[Items from a data source]
###

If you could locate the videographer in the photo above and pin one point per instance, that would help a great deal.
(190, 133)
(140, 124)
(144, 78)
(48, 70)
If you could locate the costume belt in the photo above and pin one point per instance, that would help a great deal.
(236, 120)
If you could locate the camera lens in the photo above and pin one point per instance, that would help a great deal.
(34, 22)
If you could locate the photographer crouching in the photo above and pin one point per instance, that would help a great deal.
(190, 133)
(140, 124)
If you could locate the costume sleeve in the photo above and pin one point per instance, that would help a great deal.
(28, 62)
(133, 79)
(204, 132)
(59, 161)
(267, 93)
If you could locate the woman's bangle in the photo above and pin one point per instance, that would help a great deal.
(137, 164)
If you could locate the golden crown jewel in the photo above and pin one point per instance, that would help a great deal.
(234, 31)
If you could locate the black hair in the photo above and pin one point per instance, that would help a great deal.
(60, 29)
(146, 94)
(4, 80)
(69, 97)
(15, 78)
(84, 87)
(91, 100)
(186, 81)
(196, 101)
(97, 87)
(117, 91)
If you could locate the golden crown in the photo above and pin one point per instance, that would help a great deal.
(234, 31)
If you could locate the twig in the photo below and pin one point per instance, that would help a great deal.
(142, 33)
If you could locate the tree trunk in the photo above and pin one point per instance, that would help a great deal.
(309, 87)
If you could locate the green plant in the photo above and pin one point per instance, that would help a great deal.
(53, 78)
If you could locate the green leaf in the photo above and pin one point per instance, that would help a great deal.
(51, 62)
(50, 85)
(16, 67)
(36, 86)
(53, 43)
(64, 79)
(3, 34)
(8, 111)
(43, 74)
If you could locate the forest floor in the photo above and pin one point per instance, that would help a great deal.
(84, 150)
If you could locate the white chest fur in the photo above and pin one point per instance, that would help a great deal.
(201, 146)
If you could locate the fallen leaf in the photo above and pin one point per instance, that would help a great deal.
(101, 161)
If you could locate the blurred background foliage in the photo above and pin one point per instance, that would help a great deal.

###

# PROBLEM REQUIREMENTS
Write out the data above again, replacing "pin one point per instance" with "place a single point on each instance" in every line and changing nothing else.

# EXPECTED OUTPUT
If you could locate the videographer in the photo above and place a single point on each instance, that would help a great deal.
(190, 133)
(140, 124)
(144, 78)
(48, 70)
If you could locate the costume belt in the photo above and place a single point on each instance, that would help a great deal.
(236, 120)
If you could locate the camera lens in the photo above and place a single point on each instance, that would help a great deal.
(34, 22)
If you could locate the photographer crouching in the photo above and place a single point on each instance, that would help a great deal.
(190, 133)
(140, 124)
If you could locate the costume sleeve in the photo above and place a single point on each instance, that would help a great deal.
(28, 62)
(133, 79)
(204, 132)
(59, 161)
(267, 93)
If you could locate the woman's bangle in the photo above and place a single point on each instance, that would help a great deal.
(137, 164)
If you could locate the golden crown jewel in the photo above and place a single point on each instance, that would help a great deal.
(234, 31)
If you could locate the black hair in the photo above and place a single point on each instance, that would help a great deal.
(60, 29)
(146, 94)
(4, 80)
(69, 97)
(15, 78)
(84, 87)
(91, 100)
(186, 81)
(196, 101)
(97, 87)
(117, 91)
If you could locate the golden crown in the photo above and place a single point on each instance, that would help a great deal.
(234, 31)
If you could locate the twig in the photo below and place a single point on each instance, that would help a great deal.
(142, 33)
If you could locate the tree trunk in the photo above and place a single point on each instance, that would help a great deal.
(309, 87)
If you could locate the green plant in the photo above and place a single point on each instance, that would help a great deal.
(53, 78)
If you could locate the green leaf in the photo above and place a single point on each instance, that would help a great deal.
(51, 62)
(50, 85)
(16, 67)
(36, 86)
(53, 43)
(64, 79)
(3, 34)
(8, 111)
(43, 74)
If you could locate the forest floor in the photo above and place a single point on each instance, that would help a great deal.
(84, 150)
If you could locate the white chest fur in the photo above and place a single point on each instance, that would help a great deal.
(201, 146)
If you could locate the fallen leaf in the photo above and place a single point on each instance, that would help a great deal.
(101, 161)
If you could locate the blurred background foliage in the photo above and place a single point on each instance, that would help a great deal.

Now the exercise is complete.